■ Work required
Your answer should consist of the lines in the data below that contain "above".

■ Records for this task
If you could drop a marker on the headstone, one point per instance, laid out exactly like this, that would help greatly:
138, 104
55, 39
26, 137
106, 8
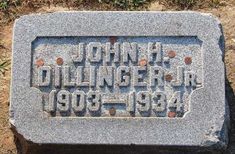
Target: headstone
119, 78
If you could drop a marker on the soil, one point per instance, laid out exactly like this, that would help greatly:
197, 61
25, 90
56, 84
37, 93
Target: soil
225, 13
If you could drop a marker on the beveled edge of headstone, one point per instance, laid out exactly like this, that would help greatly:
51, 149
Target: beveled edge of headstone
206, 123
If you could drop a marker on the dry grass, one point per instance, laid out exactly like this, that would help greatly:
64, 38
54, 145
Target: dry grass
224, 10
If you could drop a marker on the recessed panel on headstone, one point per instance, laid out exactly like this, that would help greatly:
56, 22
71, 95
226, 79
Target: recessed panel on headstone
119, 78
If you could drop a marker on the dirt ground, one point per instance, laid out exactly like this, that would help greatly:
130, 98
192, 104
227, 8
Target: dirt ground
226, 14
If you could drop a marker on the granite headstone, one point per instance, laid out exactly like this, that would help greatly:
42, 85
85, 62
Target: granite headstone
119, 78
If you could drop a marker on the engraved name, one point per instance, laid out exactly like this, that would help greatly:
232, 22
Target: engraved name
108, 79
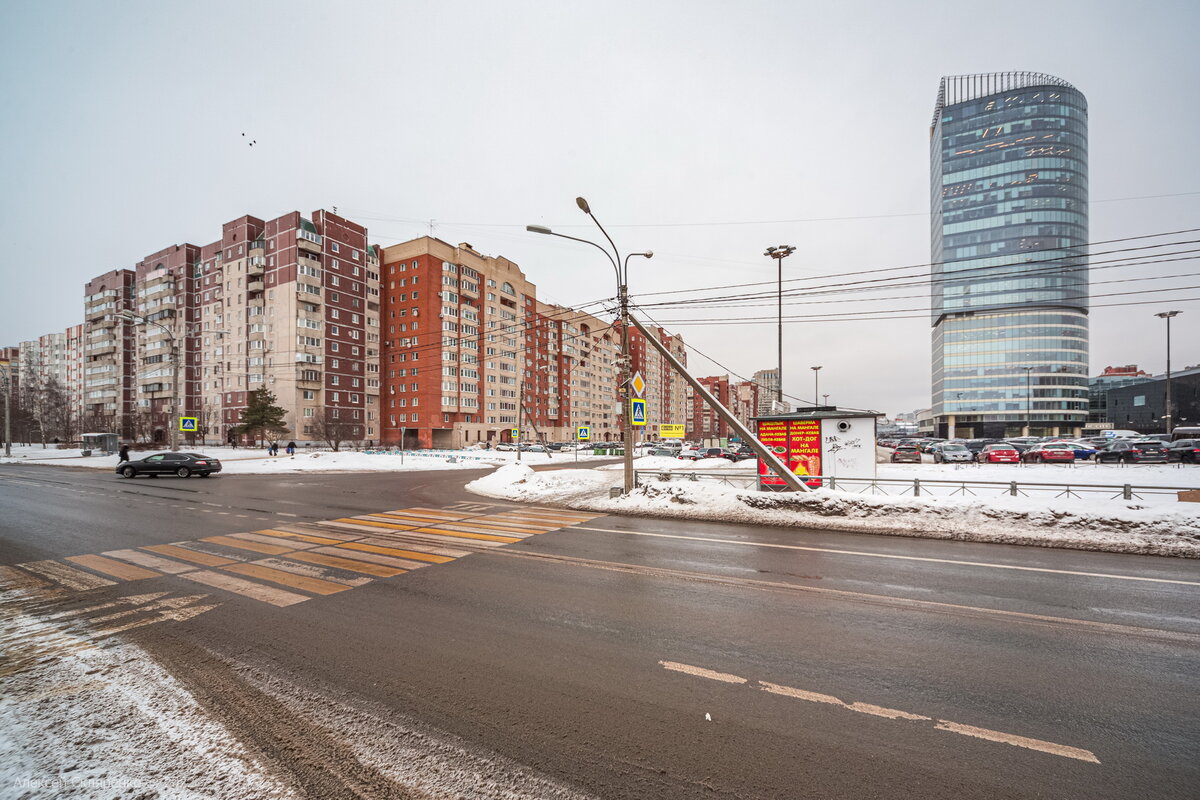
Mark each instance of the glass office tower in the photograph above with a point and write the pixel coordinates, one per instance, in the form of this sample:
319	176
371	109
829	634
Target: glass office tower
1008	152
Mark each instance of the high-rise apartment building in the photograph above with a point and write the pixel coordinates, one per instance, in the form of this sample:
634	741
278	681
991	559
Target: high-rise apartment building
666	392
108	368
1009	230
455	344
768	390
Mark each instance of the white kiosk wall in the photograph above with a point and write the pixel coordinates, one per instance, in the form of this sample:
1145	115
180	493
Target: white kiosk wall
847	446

■ Response area
Mark each instance of the glass office tower in the photograph above with a point and write the pixel coordinates, one per instance, in the form of this sample:
Mark each instance of the high-rise apartment building in the photograph above with a point and write the pixel coordinates, one per instance, in the form of this sample:
Mark each instance of the white kiosk wall in the photograph above with a point and write the pixel coordinates, one per instance, in the form of this sample:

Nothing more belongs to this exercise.